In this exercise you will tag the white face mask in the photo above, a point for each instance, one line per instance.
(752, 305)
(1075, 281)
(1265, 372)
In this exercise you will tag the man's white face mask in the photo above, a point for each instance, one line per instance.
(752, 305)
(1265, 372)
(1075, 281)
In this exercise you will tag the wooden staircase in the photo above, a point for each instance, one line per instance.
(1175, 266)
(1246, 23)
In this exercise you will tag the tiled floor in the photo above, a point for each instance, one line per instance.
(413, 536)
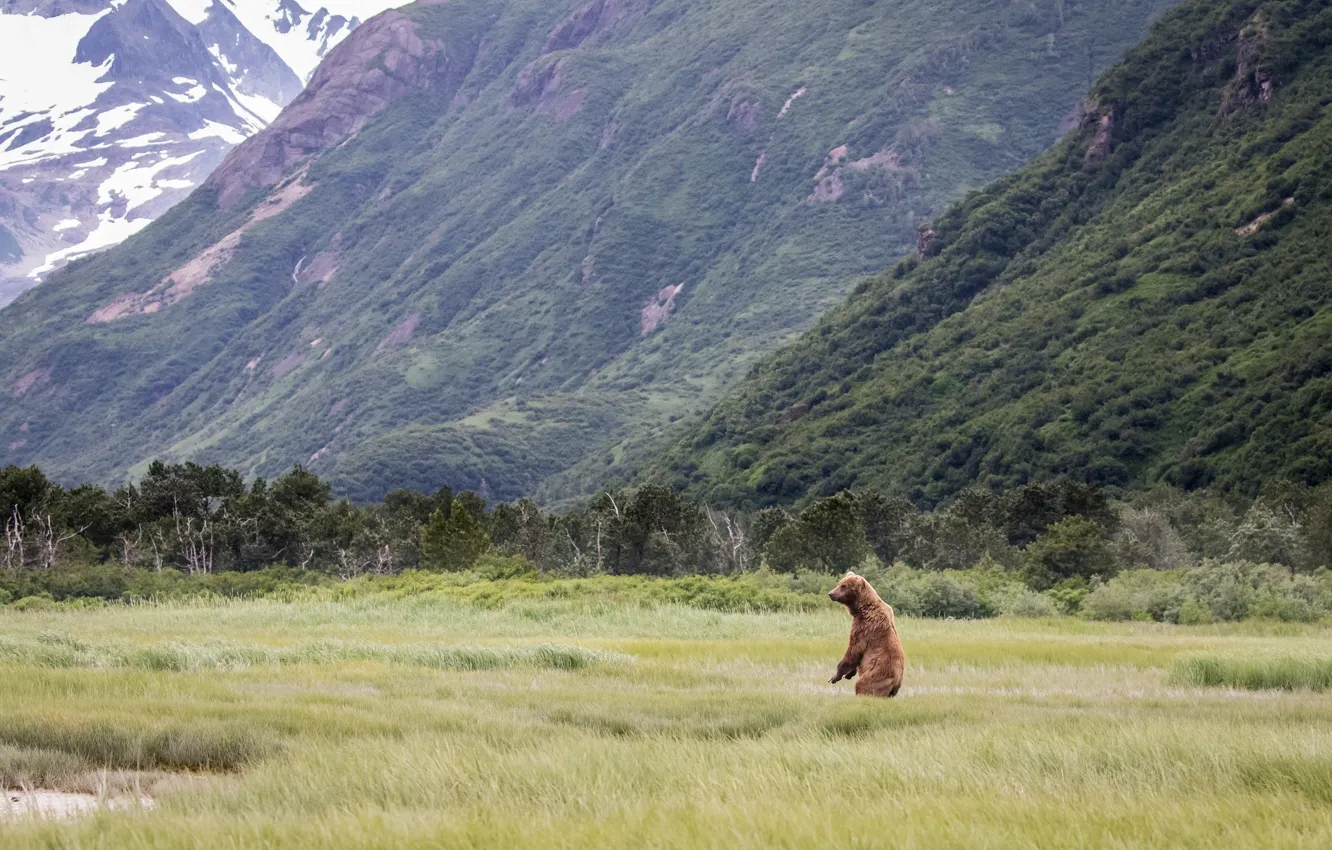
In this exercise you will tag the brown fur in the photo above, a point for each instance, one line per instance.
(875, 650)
--
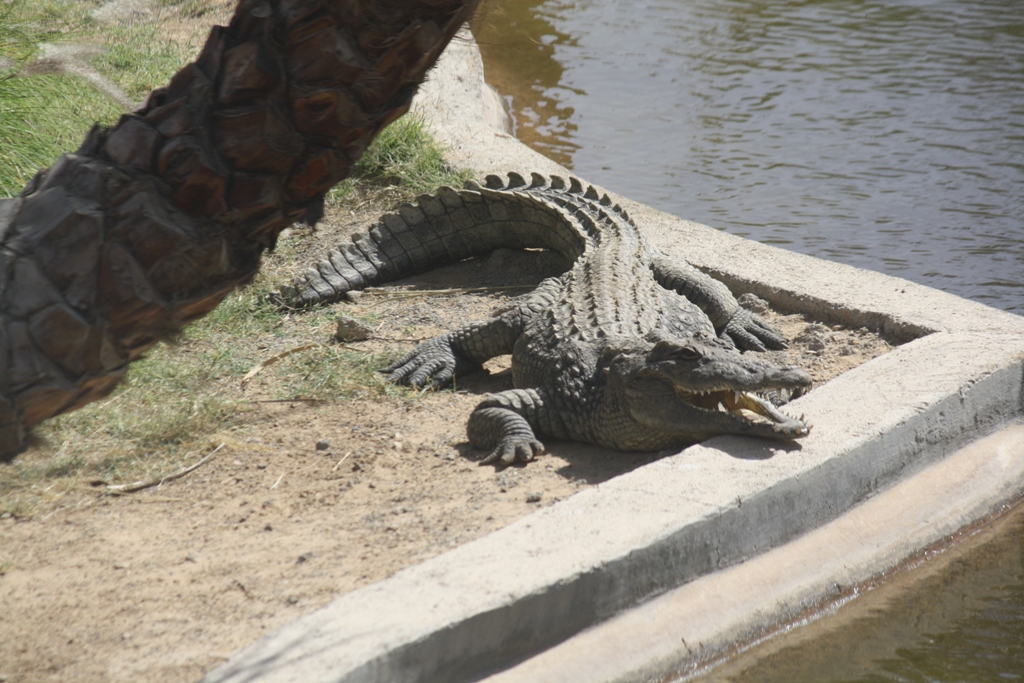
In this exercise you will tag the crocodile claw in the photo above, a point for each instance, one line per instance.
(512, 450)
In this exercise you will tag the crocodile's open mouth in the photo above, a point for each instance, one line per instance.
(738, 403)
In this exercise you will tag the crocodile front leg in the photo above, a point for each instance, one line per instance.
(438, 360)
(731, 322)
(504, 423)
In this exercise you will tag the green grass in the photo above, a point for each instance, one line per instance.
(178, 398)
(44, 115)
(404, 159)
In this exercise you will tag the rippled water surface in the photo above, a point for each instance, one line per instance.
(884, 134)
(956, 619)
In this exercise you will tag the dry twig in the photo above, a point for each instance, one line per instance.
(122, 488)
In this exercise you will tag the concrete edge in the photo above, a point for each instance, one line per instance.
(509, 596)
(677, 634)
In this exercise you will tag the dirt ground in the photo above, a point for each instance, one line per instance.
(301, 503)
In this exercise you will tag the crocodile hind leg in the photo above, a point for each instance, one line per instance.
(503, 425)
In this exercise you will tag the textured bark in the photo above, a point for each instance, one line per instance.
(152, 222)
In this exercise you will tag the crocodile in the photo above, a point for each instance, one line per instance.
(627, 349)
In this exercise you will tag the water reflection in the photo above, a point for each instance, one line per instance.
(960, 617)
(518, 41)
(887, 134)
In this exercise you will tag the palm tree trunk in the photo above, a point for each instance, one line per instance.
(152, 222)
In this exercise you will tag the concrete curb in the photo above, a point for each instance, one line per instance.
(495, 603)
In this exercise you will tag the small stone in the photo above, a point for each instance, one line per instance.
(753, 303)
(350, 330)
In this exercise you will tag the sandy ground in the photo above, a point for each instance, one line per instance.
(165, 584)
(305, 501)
* * *
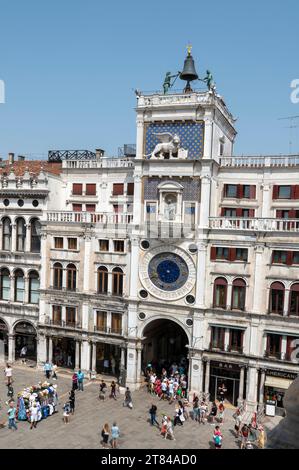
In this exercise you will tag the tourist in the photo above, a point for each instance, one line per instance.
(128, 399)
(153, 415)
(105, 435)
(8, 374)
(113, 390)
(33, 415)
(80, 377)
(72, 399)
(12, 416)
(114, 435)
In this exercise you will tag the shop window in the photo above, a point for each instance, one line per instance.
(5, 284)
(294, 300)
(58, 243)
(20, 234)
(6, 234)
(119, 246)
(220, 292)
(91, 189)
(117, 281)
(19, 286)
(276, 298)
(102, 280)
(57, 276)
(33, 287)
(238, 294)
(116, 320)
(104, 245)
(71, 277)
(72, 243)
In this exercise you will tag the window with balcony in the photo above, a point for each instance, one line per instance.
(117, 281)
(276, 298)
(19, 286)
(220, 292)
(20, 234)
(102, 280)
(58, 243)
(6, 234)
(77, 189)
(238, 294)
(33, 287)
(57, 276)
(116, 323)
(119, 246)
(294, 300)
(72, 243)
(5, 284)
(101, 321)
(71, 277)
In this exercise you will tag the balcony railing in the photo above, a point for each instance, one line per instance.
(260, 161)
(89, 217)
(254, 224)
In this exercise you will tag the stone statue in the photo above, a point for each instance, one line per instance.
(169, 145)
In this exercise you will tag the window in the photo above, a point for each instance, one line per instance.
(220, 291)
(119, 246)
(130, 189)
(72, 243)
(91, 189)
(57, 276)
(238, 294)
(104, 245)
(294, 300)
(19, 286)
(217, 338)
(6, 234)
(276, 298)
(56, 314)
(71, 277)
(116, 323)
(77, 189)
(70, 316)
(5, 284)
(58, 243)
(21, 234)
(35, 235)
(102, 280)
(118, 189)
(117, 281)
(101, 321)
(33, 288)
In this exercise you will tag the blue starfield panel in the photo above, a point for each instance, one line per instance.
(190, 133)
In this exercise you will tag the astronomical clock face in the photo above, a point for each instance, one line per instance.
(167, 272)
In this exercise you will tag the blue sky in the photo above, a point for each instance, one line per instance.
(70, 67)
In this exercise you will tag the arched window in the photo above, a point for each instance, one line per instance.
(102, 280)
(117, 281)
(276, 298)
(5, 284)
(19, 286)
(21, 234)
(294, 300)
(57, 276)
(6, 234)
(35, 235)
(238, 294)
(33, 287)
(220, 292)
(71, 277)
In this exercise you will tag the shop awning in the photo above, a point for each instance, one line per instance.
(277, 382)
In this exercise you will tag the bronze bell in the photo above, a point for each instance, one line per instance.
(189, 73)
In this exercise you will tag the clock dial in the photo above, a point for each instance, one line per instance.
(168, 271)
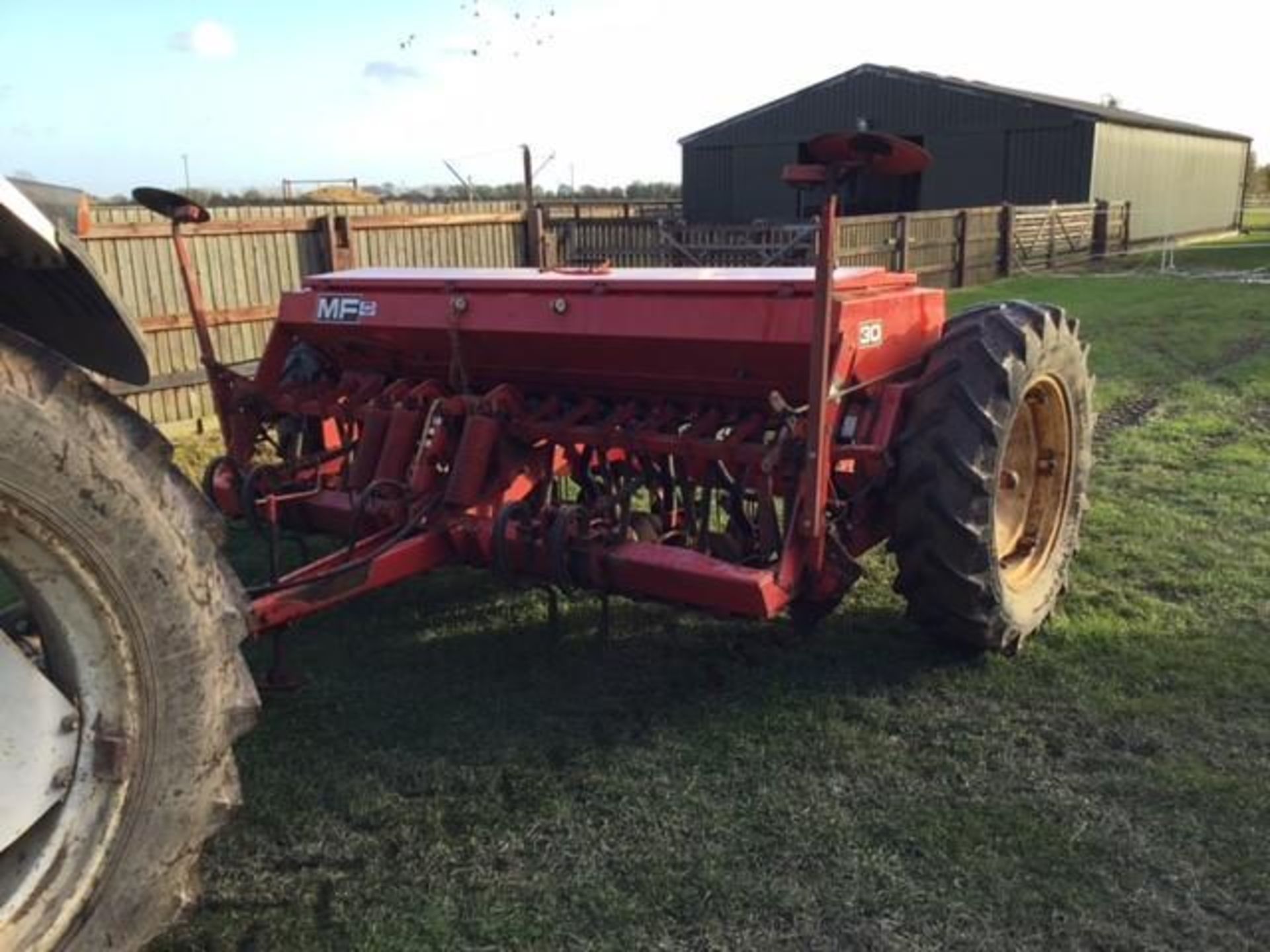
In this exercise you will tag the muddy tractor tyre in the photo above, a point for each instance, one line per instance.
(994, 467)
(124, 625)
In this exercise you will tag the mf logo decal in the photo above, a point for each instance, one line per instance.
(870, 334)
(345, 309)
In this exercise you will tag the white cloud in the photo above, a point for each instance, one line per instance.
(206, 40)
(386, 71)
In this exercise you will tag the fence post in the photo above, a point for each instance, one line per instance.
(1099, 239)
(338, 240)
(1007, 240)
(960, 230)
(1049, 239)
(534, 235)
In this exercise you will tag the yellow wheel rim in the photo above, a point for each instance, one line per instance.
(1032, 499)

:: Work required ::
Render the stretch of lines above from the one containing "In this exercise you will tag the window in" through the one containing "(1032, 499)", both included, as a Markdown table with the columns Row and Line, giving each line a row number. Leave out blank lines and the pictures.

:: Solution for this exercise ::
| Row | Line |
|---|---|
| 1 | In this exercise you will tag the window in the photo above, a point for each instance, one line per instance. |
| 2 | (220, 291) |
| 3 | (119, 246) |
| 4 | (130, 189) |
| 5 | (72, 243) |
| 6 | (91, 189) |
| 7 | (57, 276) |
| 8 | (238, 294) |
| 9 | (104, 245) |
| 10 | (294, 300) |
| 11 | (19, 286) |
| 12 | (217, 338) |
| 13 | (6, 234) |
| 14 | (276, 298) |
| 15 | (56, 314) |
| 16 | (71, 277) |
| 17 | (116, 323) |
| 18 | (77, 189) |
| 19 | (70, 316) |
| 20 | (5, 284) |
| 21 | (58, 243) |
| 22 | (21, 234) |
| 23 | (35, 235) |
| 24 | (102, 280) |
| 25 | (118, 189) |
| 26 | (117, 281) |
| 27 | (101, 321) |
| 28 | (33, 288) |
| 29 | In this exercise you will tag the blue starfield panel in the photo above, a point for each instance, one line per instance. |
| 30 | (190, 133) |
| 31 | In this exercise you will tag the astronomical clock face in the photo above, a point for each instance, one line per instance. |
| 32 | (167, 272) |
| 33 | In this exercise you will tag the blue sky in the photo above, a point for each instance, one line per instance. |
| 34 | (70, 67) |
| 35 | In this exercise you will tag the arched window in the photo above, a point for each instance, one line per instance. |
| 36 | (102, 280) |
| 37 | (117, 281) |
| 38 | (276, 298) |
| 39 | (5, 284) |
| 40 | (19, 286) |
| 41 | (21, 234) |
| 42 | (294, 300) |
| 43 | (57, 276) |
| 44 | (6, 234) |
| 45 | (35, 235) |
| 46 | (238, 294) |
| 47 | (33, 287) |
| 48 | (220, 292) |
| 49 | (71, 277) |
| 50 | In this exercise you will tag the shop awning in the photo above, a point for each instance, one line per instance. |
| 51 | (277, 382) |
| 52 | In this exercise you will tag the bronze bell in the photo above, a point for each instance, one line per instance. |
| 53 | (189, 73) |
| 54 | In this exercise you will tag the clock dial in the photo above, a point for each instance, one line per instance. |
| 55 | (168, 271) |
| 56 | In this exercise you will tag the muddy tractor tyre in the photo above, a point for each instance, one line per instance. |
| 57 | (994, 467) |
| 58 | (124, 625) |
| 59 | In this exercise you will tag the mf logo decal in the photo above, a point for each instance, one line per instance. |
| 60 | (870, 334) |
| 61 | (345, 309) |
| 62 | In this exercise you will tag the white cloud in the photo above, a point for each instance, one line per instance. |
| 63 | (206, 40) |
| 64 | (386, 71) |
| 65 | In this exercise you will tag the fence post in the photo above, a point for each instance, one line per instance. |
| 66 | (1099, 239) |
| 67 | (338, 240) |
| 68 | (1007, 240) |
| 69 | (960, 230) |
| 70 | (1049, 239) |
| 71 | (534, 235) |
| 72 | In this exercise you will tag the yellow wheel rim in the photo above, a point for each instance, one line per instance. |
| 73 | (1032, 499) |